- [WHAT IS EXPECTED] Reproduce each of the rows below word for word, keeping every line and bracket unchanged.

- [PROVIDED INFORMATION]
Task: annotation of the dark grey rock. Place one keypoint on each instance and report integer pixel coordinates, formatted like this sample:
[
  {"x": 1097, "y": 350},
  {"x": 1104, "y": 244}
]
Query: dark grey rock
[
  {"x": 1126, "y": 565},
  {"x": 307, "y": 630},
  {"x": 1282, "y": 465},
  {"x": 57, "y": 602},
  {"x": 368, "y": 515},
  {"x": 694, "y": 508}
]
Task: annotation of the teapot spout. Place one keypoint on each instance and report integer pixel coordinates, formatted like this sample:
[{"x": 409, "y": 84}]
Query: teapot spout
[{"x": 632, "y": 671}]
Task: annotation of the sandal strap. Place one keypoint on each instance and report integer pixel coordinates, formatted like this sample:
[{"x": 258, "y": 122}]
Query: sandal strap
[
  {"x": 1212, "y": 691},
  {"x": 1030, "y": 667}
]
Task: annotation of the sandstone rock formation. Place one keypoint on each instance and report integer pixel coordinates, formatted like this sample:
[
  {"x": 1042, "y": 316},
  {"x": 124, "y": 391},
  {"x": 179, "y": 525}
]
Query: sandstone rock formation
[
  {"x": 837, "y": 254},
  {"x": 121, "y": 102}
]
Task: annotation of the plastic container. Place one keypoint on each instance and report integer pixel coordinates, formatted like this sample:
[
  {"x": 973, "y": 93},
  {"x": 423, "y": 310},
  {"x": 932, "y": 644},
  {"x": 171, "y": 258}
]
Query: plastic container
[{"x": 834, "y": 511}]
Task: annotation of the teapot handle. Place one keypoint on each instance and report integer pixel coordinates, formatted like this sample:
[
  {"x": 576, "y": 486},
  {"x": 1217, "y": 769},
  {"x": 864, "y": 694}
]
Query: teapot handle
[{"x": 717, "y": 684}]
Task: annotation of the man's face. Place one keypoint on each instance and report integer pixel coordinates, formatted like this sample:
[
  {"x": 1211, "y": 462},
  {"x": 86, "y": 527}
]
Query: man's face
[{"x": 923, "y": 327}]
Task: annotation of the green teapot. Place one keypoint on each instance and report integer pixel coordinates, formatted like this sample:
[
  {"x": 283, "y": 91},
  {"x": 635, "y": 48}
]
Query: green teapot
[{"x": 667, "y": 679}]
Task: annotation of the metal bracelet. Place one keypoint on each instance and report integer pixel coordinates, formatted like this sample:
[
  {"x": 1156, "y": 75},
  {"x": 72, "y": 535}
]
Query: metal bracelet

- [EXERCISE SOLUTION]
Task: annotation of the dark grey rock. Place one keypoint on each instance and report integer pixel coordinates, formatted like this sample:
[
  {"x": 1097, "y": 350},
  {"x": 1104, "y": 244}
]
Query: dark grey rock
[
  {"x": 1126, "y": 565},
  {"x": 307, "y": 630},
  {"x": 1282, "y": 465},
  {"x": 57, "y": 602},
  {"x": 368, "y": 515},
  {"x": 694, "y": 508}
]
Task: annotation of the teapot spout. Place one keypoint on each instance and report integer pixel coordinates, formatted like this sample:
[{"x": 409, "y": 84}]
Query: teapot spout
[{"x": 632, "y": 671}]
Task: annotation of the sandal strap. Place one keypoint on each instance and report integer pixel coordinates, formatted like this sample:
[{"x": 258, "y": 122}]
Query: sandal strap
[
  {"x": 1212, "y": 691},
  {"x": 1030, "y": 667}
]
Task: annotation of the sandstone rock formation. Place one keypoint on each instance and report integer pixel coordinates, formatted like this sample:
[
  {"x": 1042, "y": 316},
  {"x": 124, "y": 391},
  {"x": 179, "y": 525}
]
Query: sandstone rock formation
[
  {"x": 837, "y": 254},
  {"x": 121, "y": 102}
]
Task: annotation of the plastic container. Place one keypoint on each instance and report integer pixel coordinates, formatted like this sample:
[
  {"x": 973, "y": 93},
  {"x": 423, "y": 310},
  {"x": 932, "y": 644},
  {"x": 171, "y": 258}
]
Query: plastic container
[{"x": 834, "y": 511}]
Task: annotation of the teapot handle. Place one keypoint on each instance and report integer pixel coordinates, formatted like this sample:
[
  {"x": 576, "y": 486},
  {"x": 1217, "y": 769},
  {"x": 864, "y": 694}
]
Query: teapot handle
[{"x": 717, "y": 684}]
Task: annotation of the man's face. Place one keypoint on each instance and report integer pixel coordinates, formatted like this sample:
[
  {"x": 1211, "y": 462},
  {"x": 86, "y": 527}
]
Query: man's face
[{"x": 923, "y": 327}]
Task: annotation of the green teapot. Place one keypoint on each instance and report integer pixel coordinates, formatted like this sample:
[
  {"x": 283, "y": 91},
  {"x": 635, "y": 48}
]
Query: green teapot
[{"x": 667, "y": 679}]
Task: annotation of the metal bracelet. Place one keypoint on each instance and report integer pixel coordinates, formatted like this sample:
[
  {"x": 1156, "y": 75},
  {"x": 72, "y": 535}
]
Query: metal bracelet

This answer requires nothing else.